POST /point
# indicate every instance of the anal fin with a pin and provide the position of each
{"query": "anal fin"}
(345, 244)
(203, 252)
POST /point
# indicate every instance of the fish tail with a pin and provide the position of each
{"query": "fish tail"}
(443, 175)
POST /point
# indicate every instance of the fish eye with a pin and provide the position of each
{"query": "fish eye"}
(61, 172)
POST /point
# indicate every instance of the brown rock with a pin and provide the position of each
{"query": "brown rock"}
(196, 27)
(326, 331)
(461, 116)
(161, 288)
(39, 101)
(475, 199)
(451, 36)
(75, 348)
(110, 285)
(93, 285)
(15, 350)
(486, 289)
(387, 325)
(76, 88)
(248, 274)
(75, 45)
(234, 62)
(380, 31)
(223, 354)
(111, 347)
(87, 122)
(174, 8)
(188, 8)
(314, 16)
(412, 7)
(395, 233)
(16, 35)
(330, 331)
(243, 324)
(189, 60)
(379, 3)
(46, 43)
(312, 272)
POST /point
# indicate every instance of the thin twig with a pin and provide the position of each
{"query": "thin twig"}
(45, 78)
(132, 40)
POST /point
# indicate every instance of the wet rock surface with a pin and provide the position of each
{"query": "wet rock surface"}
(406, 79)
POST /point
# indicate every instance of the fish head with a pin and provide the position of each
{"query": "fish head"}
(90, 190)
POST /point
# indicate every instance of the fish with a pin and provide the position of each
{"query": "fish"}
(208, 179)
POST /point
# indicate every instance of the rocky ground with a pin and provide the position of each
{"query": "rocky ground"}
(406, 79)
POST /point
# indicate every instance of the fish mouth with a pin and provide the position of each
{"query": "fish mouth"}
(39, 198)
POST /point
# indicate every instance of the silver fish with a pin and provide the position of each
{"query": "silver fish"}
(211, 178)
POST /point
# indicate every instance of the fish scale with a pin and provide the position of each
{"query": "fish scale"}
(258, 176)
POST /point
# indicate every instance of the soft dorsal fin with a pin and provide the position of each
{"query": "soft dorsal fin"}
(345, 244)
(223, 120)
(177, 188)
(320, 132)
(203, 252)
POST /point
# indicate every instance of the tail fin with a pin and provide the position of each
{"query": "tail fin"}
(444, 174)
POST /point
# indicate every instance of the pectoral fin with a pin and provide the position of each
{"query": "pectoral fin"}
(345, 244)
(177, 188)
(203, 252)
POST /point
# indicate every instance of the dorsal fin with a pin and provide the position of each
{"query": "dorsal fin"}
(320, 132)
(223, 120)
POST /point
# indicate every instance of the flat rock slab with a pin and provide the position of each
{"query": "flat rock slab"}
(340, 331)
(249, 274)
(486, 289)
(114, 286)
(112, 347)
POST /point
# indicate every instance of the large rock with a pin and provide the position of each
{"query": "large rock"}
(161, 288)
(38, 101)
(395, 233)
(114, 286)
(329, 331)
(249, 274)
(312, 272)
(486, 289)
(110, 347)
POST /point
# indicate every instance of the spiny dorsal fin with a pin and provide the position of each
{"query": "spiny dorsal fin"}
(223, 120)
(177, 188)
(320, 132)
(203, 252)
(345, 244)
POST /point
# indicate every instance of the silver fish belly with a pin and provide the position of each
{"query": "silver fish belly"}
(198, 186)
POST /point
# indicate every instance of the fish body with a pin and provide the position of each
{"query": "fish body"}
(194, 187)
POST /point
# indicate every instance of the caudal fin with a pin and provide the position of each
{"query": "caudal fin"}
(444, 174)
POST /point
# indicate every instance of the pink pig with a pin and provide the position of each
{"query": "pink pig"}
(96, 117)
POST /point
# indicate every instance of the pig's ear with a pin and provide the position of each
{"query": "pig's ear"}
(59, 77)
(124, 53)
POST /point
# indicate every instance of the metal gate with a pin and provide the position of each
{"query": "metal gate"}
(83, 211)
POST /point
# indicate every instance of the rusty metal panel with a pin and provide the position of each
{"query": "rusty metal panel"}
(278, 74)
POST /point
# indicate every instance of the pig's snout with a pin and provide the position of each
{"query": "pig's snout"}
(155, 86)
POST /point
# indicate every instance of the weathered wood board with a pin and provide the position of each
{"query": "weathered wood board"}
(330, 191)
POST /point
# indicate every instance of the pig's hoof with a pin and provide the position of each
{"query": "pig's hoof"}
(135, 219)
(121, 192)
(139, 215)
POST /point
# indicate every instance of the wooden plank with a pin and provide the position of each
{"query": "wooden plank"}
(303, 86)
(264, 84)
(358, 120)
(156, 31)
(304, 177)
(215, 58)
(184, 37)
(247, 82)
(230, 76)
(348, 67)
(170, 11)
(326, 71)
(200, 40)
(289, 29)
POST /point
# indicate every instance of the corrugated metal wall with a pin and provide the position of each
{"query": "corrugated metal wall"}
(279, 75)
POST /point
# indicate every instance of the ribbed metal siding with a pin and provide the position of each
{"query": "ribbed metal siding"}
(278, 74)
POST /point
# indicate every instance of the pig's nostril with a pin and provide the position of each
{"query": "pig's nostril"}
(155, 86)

___

▶ Directions
Copy out the material above in its entirety, exactly.

▶ Answer to this exercise
POST /point
# indicate every instance of the anal fin with a pin and provide the position of each
{"query": "anal fin"}
(345, 244)
(203, 252)
POST /point
# indicate every instance of the fish tail with a pin and provide the position of each
{"query": "fish tail"}
(443, 175)
POST /point
# indicate every instance of the fish eye with a pin and provide the position of each
{"query": "fish eye"}
(61, 172)
POST /point
# indicate every instance of the brown rock with a pin and provide the position of each
{"query": "brown rock"}
(196, 27)
(326, 331)
(461, 116)
(161, 288)
(39, 101)
(475, 199)
(451, 36)
(75, 348)
(110, 285)
(93, 285)
(15, 350)
(486, 289)
(387, 325)
(76, 88)
(248, 274)
(75, 45)
(234, 62)
(380, 31)
(223, 354)
(111, 347)
(87, 122)
(174, 8)
(188, 8)
(314, 16)
(412, 7)
(395, 233)
(16, 35)
(330, 331)
(243, 324)
(189, 60)
(379, 3)
(46, 43)
(312, 272)
POST /point
# indicate every instance of the thin twig with a pin and provide the position of each
{"query": "thin twig"}
(45, 78)
(132, 40)
POST /point
# indicate every instance of the wet rock surface with a pin and provide the position of each
{"query": "wet rock surface"}
(406, 79)
POST /point
# indicate every instance of the fish head with a pin and provide the position of each
{"query": "fish head"}
(90, 190)
POST /point
# indicate every instance of the fish with a pin and provide the position of each
{"query": "fish"}
(208, 179)
POST /point
# indicate every instance of the rocky ground with a pin and provide the position of each
{"query": "rocky ground"}
(406, 79)
POST /point
# indicate every instance of the fish mouth with a pin and provide the position of each
{"query": "fish mouth"}
(39, 198)
POST /point
# indicate every instance of the silver fish with a pin and provide the position of each
{"query": "silver fish"}
(211, 178)
POST /point
# indicate every instance of the fish scale with a pin and provide the position of each
{"query": "fish scale"}
(258, 176)
POST /point
# indicate every instance of the soft dorsal fin with a pin and provide the position of each
{"query": "soft dorsal fin"}
(345, 244)
(223, 120)
(177, 188)
(320, 132)
(203, 252)
POST /point
# indicate every instance of the tail fin with a pin and provide the position of each
{"query": "tail fin"}
(444, 174)
POST /point
# indicate every instance of the pectoral fin with a pin and provide the position of each
{"query": "pectoral fin"}
(345, 244)
(177, 188)
(203, 252)
POST /point
# indicate every instance of the dorsal fin with a pin and provide the position of each
{"query": "dorsal fin"}
(320, 132)
(223, 120)
POST /point
# indicate every instance of the flat rock slab with a pin and provide the position of each
{"query": "flat rock slab"}
(340, 331)
(249, 274)
(486, 289)
(114, 286)
(112, 347)
POST /point
# indicate every instance of the large rock with a pin and provide the position of each
{"query": "large rock"}
(161, 288)
(38, 101)
(395, 233)
(114, 286)
(329, 331)
(249, 274)
(312, 272)
(486, 289)
(110, 347)
POST /point
# indicate every instance of the spiny dorsal fin with a pin and provide the position of each
{"query": "spiny dorsal fin"}
(223, 120)
(177, 188)
(320, 132)
(203, 252)
(345, 244)
POST /point
# indicate every instance of the silver fish belly with a pin and provide the position of each
{"query": "silver fish belly"}
(198, 186)
POST /point
# indicate every instance of the fish body with a pin and provide the position of each
{"query": "fish body"}
(194, 187)
POST /point
# indicate every instance of the caudal fin with a pin and provide the position of each
{"query": "caudal fin"}
(444, 174)
POST /point
# indicate every instance of the pink pig with a pin and provide the position of each
{"query": "pink pig"}
(96, 117)
POST /point
# indicate every instance of the pig's ear with a pin and provide the position of each
{"query": "pig's ear"}
(59, 77)
(124, 53)
POST /point
# indicate every instance of the metal gate with a pin and provide the position of each
{"query": "metal gate"}
(83, 211)
POST /point
# indicate every instance of the rusty metal panel with a pin and provide the position of each
{"query": "rusty metal panel"}
(278, 74)
POST /point
# indicate every instance of the pig's snout with a pin and provide the position of each
{"query": "pig's snout"}
(155, 86)
POST /point
# indicate every instance of the weathered wood board with a pin and provide the position of each
{"query": "weathered wood board"}
(330, 191)
POST /point
# indicate every instance of the pig's hoof with a pin and provide the position of each
{"query": "pig's hoof"}
(135, 219)
(121, 192)
(139, 215)
POST /point
# indicate every instance of the wooden plank with a pin and provide the position of each
{"query": "wooden plank"}
(303, 86)
(264, 84)
(358, 120)
(156, 31)
(304, 177)
(215, 58)
(184, 37)
(247, 82)
(230, 76)
(348, 67)
(170, 11)
(326, 71)
(200, 40)
(289, 29)
POST /point
# indicate every instance of the corrugated metal wall with a pin and provide the position of each
{"query": "corrugated metal wall"}
(279, 75)
POST /point
# indicate every instance of the ribbed metal siding with a pin and provide the position of each
{"query": "ribbed metal siding"}
(278, 74)
POST /point
# indicate every instance of the pig's nostril with a pin and provide the position of each
{"query": "pig's nostril"}
(155, 86)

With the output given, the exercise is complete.